### EXERCISE REQUIREMENTS
Starting at the line that holds "Target: blue baseball cap", copy every line exactly through the end of the data, and no others.

### DATA SHOWN
———
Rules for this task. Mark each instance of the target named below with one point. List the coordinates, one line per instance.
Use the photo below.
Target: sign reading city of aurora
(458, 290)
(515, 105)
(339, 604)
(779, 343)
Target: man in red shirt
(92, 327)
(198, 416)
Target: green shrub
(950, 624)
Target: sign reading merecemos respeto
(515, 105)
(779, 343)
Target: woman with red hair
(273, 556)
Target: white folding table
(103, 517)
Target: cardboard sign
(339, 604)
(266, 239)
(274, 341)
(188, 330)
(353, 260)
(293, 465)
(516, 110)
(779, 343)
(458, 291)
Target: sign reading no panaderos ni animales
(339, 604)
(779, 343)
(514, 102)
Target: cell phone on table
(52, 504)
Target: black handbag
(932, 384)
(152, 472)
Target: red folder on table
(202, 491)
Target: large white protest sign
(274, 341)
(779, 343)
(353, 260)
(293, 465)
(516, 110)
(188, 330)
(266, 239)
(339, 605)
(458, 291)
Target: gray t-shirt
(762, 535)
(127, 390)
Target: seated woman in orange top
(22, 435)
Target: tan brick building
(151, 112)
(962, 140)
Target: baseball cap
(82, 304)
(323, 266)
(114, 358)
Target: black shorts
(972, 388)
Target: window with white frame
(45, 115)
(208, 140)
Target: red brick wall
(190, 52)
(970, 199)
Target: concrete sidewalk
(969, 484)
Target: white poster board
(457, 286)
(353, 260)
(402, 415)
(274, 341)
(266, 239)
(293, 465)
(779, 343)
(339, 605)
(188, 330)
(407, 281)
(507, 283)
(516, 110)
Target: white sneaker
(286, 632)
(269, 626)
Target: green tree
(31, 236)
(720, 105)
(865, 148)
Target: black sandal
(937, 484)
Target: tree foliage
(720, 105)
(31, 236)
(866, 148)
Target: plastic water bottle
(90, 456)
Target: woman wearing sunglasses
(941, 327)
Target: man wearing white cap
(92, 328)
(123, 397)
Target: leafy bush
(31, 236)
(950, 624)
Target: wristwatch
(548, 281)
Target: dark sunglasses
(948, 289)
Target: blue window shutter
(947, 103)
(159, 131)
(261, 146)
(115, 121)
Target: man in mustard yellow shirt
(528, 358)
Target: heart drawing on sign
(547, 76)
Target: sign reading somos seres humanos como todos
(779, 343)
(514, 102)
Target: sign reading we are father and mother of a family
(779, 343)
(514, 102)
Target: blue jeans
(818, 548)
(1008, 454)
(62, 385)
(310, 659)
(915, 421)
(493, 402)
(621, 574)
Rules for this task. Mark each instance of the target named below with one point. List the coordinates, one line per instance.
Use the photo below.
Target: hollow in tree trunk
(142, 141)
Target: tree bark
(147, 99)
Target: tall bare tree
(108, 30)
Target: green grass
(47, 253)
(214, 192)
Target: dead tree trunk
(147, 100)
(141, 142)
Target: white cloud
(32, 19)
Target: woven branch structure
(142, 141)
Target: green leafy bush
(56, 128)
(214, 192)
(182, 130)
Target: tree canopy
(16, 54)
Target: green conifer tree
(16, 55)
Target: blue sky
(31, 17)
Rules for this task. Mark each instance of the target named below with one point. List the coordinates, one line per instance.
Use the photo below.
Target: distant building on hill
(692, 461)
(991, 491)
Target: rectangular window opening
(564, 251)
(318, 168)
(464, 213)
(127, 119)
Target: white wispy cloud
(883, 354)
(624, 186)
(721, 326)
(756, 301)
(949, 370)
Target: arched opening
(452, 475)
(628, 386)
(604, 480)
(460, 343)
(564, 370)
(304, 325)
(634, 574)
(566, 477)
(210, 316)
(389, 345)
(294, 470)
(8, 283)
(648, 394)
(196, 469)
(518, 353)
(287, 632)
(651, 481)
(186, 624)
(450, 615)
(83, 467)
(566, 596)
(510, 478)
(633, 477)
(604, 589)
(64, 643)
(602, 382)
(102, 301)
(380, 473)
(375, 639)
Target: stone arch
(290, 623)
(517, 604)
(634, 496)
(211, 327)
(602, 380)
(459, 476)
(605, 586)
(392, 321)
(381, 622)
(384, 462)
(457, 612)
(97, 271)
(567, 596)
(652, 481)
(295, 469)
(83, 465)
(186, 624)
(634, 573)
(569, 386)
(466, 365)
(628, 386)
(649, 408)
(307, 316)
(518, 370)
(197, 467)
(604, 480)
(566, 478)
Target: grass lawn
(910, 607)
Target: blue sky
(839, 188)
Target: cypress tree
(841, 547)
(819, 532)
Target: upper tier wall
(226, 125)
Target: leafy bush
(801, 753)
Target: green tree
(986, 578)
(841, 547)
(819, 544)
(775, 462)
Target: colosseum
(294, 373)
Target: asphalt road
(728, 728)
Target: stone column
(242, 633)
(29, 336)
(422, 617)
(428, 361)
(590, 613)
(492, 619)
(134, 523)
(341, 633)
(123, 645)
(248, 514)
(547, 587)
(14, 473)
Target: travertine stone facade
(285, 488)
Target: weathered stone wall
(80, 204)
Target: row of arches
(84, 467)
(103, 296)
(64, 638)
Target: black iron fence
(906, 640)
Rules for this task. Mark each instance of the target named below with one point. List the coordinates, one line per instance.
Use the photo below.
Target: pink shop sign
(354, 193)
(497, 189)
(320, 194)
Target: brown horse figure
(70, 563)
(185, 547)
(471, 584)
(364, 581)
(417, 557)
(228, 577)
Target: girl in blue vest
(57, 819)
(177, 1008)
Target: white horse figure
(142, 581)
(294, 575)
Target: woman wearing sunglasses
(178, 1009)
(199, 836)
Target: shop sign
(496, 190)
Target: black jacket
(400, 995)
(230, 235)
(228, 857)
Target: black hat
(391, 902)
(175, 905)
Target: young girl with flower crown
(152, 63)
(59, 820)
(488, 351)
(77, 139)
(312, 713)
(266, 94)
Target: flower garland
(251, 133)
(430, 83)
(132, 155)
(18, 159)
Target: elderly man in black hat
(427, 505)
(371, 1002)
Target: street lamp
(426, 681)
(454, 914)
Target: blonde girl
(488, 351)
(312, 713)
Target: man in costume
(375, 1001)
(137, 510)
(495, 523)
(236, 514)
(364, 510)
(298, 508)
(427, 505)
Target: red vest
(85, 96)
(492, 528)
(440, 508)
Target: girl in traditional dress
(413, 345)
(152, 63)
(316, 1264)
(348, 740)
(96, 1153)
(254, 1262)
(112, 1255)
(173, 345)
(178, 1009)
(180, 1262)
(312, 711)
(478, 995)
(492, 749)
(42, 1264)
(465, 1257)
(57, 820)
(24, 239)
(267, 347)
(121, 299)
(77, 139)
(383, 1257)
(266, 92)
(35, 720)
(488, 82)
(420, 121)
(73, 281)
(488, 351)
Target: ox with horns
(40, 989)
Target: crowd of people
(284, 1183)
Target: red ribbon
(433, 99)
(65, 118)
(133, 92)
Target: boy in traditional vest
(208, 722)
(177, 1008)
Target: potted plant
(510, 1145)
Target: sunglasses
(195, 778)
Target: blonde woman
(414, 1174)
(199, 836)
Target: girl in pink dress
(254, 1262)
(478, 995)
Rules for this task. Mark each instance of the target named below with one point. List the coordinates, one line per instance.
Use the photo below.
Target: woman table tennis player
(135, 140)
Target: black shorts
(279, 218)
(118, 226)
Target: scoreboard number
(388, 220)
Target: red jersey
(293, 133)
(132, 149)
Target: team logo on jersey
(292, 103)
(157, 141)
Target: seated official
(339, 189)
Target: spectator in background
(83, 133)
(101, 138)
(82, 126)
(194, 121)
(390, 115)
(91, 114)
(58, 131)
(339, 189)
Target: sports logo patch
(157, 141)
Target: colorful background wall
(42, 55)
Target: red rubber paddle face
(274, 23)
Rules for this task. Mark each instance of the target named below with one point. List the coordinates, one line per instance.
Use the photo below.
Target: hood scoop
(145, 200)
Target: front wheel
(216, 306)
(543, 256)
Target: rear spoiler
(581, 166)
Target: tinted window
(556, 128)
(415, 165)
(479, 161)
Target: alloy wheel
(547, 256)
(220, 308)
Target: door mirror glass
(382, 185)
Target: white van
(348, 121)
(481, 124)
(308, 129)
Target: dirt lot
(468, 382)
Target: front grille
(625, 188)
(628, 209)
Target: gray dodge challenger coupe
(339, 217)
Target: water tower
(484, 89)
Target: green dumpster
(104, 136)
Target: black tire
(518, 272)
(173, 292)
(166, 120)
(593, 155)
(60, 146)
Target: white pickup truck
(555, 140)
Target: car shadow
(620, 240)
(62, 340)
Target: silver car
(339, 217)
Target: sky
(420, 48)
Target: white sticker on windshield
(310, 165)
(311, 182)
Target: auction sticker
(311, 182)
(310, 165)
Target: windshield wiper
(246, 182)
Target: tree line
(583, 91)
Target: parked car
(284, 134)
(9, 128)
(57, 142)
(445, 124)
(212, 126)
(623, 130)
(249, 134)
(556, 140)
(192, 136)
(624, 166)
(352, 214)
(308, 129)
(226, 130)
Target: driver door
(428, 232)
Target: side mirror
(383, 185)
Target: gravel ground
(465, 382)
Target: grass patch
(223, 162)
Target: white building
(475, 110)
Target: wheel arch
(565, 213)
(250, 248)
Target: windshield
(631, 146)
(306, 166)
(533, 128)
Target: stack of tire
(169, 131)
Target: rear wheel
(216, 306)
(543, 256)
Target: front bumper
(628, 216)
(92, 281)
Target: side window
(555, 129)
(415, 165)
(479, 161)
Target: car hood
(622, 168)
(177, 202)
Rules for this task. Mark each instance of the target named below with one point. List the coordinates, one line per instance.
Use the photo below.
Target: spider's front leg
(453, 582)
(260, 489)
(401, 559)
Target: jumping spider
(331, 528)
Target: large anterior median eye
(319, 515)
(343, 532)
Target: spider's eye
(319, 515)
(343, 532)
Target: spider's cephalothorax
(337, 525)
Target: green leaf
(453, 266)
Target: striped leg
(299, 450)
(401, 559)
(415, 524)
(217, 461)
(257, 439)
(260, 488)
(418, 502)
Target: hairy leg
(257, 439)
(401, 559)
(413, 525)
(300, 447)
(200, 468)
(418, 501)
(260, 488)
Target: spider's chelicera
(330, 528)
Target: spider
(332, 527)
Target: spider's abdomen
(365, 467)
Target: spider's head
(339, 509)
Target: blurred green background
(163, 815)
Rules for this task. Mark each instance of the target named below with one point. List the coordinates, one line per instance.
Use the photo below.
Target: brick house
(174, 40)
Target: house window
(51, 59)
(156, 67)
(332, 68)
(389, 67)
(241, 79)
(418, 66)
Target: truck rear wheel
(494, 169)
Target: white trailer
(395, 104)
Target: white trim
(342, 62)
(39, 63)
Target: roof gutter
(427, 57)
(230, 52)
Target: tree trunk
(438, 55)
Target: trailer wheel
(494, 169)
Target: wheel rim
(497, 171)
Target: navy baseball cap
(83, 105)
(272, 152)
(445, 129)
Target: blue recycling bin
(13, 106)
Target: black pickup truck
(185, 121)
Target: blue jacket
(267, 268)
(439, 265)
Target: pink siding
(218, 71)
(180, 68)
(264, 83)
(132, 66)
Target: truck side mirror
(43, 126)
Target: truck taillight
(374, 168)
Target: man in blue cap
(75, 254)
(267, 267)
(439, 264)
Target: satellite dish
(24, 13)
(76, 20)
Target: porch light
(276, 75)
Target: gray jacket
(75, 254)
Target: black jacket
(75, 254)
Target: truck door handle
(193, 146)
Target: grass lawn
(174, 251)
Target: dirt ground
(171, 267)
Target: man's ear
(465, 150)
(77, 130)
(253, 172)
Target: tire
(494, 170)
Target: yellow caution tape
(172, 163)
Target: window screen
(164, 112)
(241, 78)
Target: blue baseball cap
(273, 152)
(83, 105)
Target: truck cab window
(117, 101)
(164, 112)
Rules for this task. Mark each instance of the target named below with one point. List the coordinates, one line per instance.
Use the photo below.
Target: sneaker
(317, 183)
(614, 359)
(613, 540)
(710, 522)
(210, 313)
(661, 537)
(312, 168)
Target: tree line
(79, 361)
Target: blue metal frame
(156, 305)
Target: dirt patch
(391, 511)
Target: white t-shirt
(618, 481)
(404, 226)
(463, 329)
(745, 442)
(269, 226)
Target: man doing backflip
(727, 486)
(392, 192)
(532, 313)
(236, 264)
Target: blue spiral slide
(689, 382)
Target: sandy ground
———
### EXPECTED ANSWER
Target: blue baseball cap
(273, 152)
(83, 105)
Target: truck cab window
(117, 101)
(164, 112)
Rules for this task. Mark each instance of the target named below with one point. List the coordinates, one line per instance.
Use the photo below.
Target: sneaker
(317, 183)
(614, 359)
(613, 540)
(710, 522)
(210, 313)
(661, 537)
(312, 168)
Target: tree line
(79, 361)
Target: blue metal frame
(156, 305)
Target: dirt patch
(391, 511)
Target: white t-shirt
(618, 481)
(404, 226)
(463, 329)
(745, 442)
(269, 226)
Target: man doing backflip
(727, 486)
(392, 192)
(532, 313)
(236, 264)
Target: blue spiral slide
(689, 382)
Target: sandy ground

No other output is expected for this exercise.